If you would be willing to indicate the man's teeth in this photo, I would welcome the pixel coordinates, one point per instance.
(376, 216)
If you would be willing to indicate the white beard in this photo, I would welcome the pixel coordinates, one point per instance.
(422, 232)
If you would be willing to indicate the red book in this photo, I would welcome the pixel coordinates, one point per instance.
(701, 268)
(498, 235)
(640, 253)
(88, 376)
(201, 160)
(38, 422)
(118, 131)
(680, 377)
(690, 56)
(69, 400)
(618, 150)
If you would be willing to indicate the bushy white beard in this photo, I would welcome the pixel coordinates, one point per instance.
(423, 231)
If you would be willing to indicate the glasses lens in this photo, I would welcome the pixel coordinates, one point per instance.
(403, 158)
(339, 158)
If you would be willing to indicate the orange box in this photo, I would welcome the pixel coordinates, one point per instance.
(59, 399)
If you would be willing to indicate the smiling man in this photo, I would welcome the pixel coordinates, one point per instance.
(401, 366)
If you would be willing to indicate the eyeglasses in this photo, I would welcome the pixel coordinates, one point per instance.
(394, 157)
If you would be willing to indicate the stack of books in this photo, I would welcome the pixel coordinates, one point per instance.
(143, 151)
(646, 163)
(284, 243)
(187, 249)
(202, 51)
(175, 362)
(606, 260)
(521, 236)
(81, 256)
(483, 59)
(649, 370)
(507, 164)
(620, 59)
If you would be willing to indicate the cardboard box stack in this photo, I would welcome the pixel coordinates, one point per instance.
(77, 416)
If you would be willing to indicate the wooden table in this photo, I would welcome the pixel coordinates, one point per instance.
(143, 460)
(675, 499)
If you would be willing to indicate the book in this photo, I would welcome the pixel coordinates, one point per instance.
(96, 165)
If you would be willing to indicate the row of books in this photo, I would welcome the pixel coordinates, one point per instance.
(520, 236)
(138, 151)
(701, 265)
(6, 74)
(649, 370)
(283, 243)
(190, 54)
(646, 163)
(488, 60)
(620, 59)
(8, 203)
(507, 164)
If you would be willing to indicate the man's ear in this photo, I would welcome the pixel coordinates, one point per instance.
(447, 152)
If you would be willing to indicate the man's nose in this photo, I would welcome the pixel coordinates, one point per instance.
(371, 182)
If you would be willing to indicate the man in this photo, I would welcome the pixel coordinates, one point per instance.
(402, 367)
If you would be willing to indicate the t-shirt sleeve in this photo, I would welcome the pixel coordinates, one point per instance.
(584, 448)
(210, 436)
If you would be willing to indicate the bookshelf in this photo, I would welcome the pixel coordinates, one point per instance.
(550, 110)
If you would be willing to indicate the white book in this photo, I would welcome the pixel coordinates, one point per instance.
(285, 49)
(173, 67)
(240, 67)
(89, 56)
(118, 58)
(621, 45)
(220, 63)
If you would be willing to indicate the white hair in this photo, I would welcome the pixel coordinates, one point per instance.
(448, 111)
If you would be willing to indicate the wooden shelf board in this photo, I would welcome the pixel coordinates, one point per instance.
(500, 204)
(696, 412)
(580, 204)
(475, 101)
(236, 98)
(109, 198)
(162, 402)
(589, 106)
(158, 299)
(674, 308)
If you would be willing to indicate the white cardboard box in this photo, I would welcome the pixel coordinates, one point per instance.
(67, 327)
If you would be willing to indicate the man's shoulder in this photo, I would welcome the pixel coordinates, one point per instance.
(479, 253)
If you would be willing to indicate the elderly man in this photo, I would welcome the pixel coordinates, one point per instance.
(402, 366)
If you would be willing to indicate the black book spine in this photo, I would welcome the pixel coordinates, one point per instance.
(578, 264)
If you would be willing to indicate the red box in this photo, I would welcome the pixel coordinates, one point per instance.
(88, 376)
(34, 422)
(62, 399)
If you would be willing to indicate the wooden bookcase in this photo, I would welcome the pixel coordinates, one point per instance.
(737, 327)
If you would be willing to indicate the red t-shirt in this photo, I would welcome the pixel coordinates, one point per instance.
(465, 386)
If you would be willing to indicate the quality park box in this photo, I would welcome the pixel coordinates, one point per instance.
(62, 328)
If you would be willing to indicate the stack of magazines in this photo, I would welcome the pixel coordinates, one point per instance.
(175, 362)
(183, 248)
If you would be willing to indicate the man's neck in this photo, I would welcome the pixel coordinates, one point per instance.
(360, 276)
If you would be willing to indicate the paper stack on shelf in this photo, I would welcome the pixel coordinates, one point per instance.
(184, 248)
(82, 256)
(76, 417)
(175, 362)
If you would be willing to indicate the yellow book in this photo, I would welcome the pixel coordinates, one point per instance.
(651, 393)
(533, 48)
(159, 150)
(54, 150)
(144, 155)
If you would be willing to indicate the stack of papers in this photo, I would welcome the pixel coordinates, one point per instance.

:: Description of the task ::
Please output the complete data exactly.

:: Exercise answer ::
If you would be willing to indicate the man's teeth in this photo, I would welcome the pixel coordinates, one point per instance.
(376, 216)
If you would be willing to indicate the white beard in this photo, I would welcome the pixel coordinates, one point per instance.
(422, 232)
If you would be willing to indicate the red book in this photo, I would welcome the pixel coordinates, one point per instance.
(701, 268)
(498, 235)
(640, 253)
(88, 376)
(201, 160)
(38, 422)
(118, 131)
(680, 377)
(690, 56)
(69, 400)
(618, 150)
If you would be willing to indicate the bushy white beard in this photo, I would welcome the pixel coordinates, one point per instance.
(423, 231)
If you would be willing to indicate the glasses lens in this photo, I would welcome the pixel coordinates, one point per instance.
(403, 158)
(339, 158)
If you would be willing to indicate the orange box in this photo, I would welcome the pixel coordinates, one point per instance.
(59, 399)
If you would be willing to indicate the smiling man in this photo, I would welcome the pixel coordinates, one point per instance.
(401, 366)
If you would be willing to indicate the eyeglasses in this photo, I would welcome the pixel coordinates, one point per instance.
(394, 157)
If you would be willing to indicate the stack of books in this photo, I would welcome the pixel coordinates, one point per instance.
(143, 151)
(646, 163)
(284, 243)
(187, 249)
(202, 51)
(175, 362)
(606, 260)
(521, 236)
(81, 256)
(483, 59)
(649, 370)
(507, 164)
(620, 59)
If you would be willing to indicate the cardboard box stack in this photo, I would welcome the pixel coordinates, one point per instance.
(77, 416)
If you would be willing to indicate the wooden table in this photo, I would welcome the pixel coordinates, one point per instance.
(143, 460)
(675, 499)
If you would be willing to indicate the book in this photo, I would welcome the pixel coordinates, one point per instance.
(96, 165)
If you would be willing to indicate the row of books in this photo, I would welcome the pixel coordinates, one point per instance.
(520, 236)
(138, 151)
(701, 265)
(6, 74)
(649, 370)
(283, 243)
(190, 54)
(646, 163)
(488, 60)
(620, 59)
(8, 203)
(507, 164)
If you would be willing to indicate the man's ear in this photo, I would welcome the pixel coordinates, one point per instance.
(447, 152)
If you would be willing to indicate the man's nose in this photo, I would welcome the pixel coordinates, one point per instance.
(371, 182)
If you would be willing to indicate the man in this photo, I would welcome the pixel coordinates, one point per instance.
(402, 367)
If you would be willing to indicate the t-shirt sleeve in this photo, I would welcome the pixel coordinates, one point per instance.
(584, 448)
(210, 436)
If you would be willing to indicate the bookshelf in this photo, I would welcome the pixel coordinates, one point per instance.
(550, 110)
If you would be willing to indicate the white book in this photo, I would welcome the pixel coordinates, one point per instance.
(285, 49)
(173, 67)
(240, 67)
(89, 56)
(118, 58)
(621, 45)
(220, 63)
If you would be willing to indicate the white hair in this photo, I would welcome the pixel coordinates, one point per instance.
(448, 111)
If you would be willing to indicate the wooden shelf board in this photo, I would welcome the pixel coordinates, one point per instance.
(500, 204)
(696, 412)
(580, 204)
(475, 101)
(236, 98)
(109, 198)
(162, 402)
(589, 106)
(158, 299)
(674, 308)
If you would be willing to indicate the white cardboard box in this photo, I would welcome the pixel coordinates, one point per instance.
(67, 327)
If you would be willing to indicate the man's shoulder in this photo, I would welcome the pixel coordinates, one point per instance.
(479, 253)
If you would be willing to indicate the elderly man in this photo, I would welcome the pixel coordinates, one point per instance.
(402, 366)
If you would be willing to indicate the black book spine in this photo, I would welcome the pixel coordinates, one point per instance.
(578, 264)
If you would be willing to indicate the red box in this photo, I would welcome the pixel coordinates, one point per instance.
(88, 376)
(34, 422)
(62, 399)
If you would be willing to indicate the wooden bookcase in this photo, I would welcome the pixel coordinates, one point per instance.
(737, 327)
If you would be willing to indicate the red t-shirt in this photo, I would welcome the pixel coordinates, one point per instance.
(465, 386)
If you would be willing to indicate the quality park box in this photo, I would welcome the pixel coordinates, one point per instance.
(62, 328)
If you would be willing to indicate the stack of magazines in this photo, I would welcome the pixel coordinates, one point per instance.
(175, 362)
(183, 248)
If you would be willing to indicate the man's neck in this photo, I would welcome the pixel coordinates, one point per instance.
(360, 276)
If you would be willing to indicate the paper stack on shelf in this photo, I would welcome the pixel coordinates, one point per instance.
(184, 248)
(82, 256)
(76, 417)
(175, 362)
If you would be willing to indicate the yellow book in this photo, I would welcome the pixel coordinates, one point per instance.
(651, 393)
(533, 48)
(159, 150)
(54, 150)
(144, 155)
If you would be willing to indicate the stack of papers in this photo, I would welcome the pixel coordinates, one point per instance.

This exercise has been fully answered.